- GOAL OF THE EXERCISE
Set down exactly the lines from the one containing "Q: For every instance of the bell" through the end of the records below, both included, and nothing else.

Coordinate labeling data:
-*-*-

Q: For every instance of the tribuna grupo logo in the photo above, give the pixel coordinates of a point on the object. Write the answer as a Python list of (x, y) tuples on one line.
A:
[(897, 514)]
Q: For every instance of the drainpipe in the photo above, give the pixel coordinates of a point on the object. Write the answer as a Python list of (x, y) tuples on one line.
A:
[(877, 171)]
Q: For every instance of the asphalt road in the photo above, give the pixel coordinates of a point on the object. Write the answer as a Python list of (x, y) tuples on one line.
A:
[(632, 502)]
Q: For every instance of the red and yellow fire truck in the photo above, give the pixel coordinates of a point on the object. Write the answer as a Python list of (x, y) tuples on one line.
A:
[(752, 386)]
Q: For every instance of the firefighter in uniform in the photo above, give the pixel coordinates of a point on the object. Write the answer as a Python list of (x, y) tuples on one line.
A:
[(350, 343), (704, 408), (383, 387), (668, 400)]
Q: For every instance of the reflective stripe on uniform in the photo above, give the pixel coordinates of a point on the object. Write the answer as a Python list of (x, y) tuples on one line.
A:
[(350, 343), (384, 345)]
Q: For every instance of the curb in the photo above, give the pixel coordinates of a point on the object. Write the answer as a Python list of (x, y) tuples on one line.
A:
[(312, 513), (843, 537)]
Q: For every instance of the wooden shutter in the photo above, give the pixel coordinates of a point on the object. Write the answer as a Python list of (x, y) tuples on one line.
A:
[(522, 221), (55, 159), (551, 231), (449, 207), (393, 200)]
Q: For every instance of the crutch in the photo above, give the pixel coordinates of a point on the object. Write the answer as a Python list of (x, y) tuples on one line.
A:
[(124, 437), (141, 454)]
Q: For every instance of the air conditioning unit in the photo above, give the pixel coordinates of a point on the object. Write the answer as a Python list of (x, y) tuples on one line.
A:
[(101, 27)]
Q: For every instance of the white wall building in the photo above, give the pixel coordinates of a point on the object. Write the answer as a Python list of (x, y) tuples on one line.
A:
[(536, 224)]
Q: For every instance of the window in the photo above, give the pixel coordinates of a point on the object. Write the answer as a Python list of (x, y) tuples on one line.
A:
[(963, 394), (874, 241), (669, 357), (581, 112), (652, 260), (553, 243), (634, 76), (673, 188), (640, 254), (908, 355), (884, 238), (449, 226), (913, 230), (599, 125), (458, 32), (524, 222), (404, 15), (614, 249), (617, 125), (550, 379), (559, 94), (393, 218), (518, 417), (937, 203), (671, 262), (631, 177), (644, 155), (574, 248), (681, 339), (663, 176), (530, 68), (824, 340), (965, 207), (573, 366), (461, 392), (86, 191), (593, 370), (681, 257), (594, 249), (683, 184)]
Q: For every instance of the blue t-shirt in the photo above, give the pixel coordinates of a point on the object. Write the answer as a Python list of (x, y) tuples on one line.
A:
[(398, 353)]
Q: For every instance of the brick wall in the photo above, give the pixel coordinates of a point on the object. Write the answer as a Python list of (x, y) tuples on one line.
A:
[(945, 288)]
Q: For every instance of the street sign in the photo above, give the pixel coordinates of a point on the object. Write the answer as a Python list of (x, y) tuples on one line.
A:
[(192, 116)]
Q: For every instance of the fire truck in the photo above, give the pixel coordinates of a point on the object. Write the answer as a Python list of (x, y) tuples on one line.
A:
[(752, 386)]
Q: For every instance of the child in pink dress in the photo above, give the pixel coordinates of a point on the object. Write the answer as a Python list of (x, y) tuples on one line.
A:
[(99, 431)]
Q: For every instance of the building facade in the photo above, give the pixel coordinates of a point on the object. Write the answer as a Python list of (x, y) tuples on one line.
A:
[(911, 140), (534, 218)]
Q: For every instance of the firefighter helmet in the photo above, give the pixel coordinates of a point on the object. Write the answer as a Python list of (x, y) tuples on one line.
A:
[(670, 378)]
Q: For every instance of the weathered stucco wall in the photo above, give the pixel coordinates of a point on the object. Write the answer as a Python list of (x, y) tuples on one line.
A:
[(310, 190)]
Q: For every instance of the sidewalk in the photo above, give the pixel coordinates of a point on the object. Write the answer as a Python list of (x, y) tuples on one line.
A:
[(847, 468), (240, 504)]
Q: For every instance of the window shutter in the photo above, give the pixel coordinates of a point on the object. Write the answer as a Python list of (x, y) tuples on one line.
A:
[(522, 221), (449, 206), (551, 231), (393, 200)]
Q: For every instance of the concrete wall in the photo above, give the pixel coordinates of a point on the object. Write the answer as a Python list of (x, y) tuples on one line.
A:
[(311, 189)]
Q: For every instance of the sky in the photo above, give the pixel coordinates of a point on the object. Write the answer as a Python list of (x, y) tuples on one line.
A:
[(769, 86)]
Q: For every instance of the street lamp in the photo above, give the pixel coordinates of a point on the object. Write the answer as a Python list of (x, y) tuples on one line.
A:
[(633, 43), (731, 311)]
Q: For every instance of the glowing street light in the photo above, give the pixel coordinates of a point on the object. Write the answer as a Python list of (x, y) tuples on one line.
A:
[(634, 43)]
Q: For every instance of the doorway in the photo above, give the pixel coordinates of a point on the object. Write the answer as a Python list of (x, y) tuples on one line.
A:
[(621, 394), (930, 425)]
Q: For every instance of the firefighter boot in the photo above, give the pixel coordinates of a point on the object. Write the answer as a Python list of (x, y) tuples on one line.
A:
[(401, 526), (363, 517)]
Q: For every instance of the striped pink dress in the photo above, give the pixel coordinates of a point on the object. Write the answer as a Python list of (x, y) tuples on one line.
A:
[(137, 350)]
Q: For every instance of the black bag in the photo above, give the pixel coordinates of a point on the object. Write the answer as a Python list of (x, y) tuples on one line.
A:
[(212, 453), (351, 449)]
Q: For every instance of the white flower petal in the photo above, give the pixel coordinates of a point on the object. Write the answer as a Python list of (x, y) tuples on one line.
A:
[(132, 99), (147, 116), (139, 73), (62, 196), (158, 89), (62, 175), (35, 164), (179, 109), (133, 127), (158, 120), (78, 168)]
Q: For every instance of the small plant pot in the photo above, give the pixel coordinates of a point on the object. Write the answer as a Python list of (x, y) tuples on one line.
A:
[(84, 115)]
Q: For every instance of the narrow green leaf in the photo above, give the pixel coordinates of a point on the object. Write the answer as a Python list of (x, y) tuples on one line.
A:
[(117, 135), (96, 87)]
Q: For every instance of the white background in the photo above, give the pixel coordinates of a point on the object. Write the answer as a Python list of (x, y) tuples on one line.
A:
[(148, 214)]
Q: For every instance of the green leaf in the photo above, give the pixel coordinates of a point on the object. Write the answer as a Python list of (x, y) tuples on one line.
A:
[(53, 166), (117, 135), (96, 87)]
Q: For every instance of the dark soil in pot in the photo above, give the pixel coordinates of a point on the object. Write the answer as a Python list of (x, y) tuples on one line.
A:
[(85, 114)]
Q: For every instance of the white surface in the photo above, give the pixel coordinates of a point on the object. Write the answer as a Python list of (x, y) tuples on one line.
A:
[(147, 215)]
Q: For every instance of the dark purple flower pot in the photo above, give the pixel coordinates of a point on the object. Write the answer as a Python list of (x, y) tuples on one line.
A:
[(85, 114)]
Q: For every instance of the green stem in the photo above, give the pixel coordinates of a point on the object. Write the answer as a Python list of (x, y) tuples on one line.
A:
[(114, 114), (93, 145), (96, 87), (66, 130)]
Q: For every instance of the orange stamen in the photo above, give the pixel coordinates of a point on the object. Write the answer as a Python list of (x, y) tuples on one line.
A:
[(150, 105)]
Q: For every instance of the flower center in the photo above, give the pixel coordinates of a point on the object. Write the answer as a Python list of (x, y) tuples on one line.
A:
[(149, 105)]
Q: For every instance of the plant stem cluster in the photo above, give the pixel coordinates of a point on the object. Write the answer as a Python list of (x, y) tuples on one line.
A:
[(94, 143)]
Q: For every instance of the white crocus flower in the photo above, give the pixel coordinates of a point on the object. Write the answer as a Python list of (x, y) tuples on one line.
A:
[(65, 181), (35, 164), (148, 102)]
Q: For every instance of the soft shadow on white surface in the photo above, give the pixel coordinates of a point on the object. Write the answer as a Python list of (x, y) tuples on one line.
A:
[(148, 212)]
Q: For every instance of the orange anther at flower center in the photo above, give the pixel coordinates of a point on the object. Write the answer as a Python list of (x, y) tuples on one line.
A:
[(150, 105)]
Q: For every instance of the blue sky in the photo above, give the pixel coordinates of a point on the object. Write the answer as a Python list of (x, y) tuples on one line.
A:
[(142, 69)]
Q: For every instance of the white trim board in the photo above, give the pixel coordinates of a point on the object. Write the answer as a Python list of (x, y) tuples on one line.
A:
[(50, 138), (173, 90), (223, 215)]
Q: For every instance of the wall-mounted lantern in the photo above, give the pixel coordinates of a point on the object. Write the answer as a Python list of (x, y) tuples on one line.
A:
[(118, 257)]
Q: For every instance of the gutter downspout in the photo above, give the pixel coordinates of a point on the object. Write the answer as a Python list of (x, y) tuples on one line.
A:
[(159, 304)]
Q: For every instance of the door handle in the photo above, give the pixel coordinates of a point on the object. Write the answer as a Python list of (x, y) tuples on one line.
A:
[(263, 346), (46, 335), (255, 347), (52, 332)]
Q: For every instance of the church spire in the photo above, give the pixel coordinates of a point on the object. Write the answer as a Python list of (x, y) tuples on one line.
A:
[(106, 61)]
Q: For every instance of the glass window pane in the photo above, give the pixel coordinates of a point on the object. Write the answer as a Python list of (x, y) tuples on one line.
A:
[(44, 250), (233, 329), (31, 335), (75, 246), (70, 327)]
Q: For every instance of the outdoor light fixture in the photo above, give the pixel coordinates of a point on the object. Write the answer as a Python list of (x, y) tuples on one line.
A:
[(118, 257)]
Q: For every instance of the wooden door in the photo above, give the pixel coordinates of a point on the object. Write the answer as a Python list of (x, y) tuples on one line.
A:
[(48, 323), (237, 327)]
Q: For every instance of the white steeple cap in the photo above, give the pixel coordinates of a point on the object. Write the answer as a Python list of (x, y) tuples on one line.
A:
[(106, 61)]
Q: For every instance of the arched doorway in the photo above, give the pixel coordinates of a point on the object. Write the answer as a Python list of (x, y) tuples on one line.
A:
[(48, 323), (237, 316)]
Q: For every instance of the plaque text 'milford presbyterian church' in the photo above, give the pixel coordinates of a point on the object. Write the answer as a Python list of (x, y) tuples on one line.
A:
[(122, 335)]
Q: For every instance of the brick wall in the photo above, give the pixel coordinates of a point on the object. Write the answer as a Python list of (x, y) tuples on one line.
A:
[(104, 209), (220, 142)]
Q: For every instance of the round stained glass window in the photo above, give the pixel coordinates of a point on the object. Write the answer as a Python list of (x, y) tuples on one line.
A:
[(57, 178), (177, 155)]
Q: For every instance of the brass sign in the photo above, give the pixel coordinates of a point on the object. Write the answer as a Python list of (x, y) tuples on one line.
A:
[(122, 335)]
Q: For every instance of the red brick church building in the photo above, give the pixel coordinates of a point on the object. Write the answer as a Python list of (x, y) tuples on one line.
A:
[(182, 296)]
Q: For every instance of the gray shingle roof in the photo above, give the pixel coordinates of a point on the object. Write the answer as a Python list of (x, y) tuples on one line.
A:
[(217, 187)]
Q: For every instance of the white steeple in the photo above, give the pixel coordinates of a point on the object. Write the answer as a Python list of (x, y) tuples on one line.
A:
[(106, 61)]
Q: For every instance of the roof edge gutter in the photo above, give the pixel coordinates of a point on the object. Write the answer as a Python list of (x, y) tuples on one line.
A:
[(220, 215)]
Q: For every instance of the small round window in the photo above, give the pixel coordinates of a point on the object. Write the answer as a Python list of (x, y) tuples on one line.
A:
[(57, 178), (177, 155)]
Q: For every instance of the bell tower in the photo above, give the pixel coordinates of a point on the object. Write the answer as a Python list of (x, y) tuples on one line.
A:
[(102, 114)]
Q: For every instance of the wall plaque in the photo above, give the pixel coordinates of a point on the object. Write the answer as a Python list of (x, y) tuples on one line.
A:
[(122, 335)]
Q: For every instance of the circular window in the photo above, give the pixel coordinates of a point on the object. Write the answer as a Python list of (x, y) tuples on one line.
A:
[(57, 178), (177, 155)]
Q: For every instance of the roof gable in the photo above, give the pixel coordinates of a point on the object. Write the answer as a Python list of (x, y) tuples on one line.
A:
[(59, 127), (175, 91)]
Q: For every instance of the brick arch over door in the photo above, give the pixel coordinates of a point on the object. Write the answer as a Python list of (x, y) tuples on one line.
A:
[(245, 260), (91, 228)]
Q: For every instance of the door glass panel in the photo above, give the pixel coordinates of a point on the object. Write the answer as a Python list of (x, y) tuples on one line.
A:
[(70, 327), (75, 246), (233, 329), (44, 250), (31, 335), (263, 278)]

-*-*-

- CORRECT OUTPUT
Q: For every instance of the bell tower in the photo above, give the pixel coordinates of a point on the object. Write the answer as a Python list of (x, y) tuples on one line.
A:
[(102, 114)]
Q: For every instance of the wall plaque in the photo above, give the pixel coordinates of a point on the object. Write the answer as a Python list of (x, y) tuples on one line.
A:
[(122, 335)]
Q: For every instance of the circular window in the photo above, give the pixel coordinates of a point on the object. Write the answer as a Python list of (x, y) tuples on one line.
A:
[(57, 178), (177, 155)]
Q: For every instance of the roof gable in the photo above, give the pixel coordinates of a point on the object. Write the answer as a Python list of (x, y) tuples on one line.
A:
[(59, 127), (175, 91)]
Q: For every instance of the brick arch over door in the photo above, give the pixel coordinates of a point on the object. Write the answer as a Python list of (x, y) tuples on one line.
A:
[(245, 260), (91, 228)]
Q: For every instance of the door glass panel in the photo above, give the pixel coordinates of a point on the object. Write the answer as a Python list of (x, y) tuples on one line.
A:
[(70, 327), (75, 246), (233, 329), (44, 250), (31, 335), (263, 278)]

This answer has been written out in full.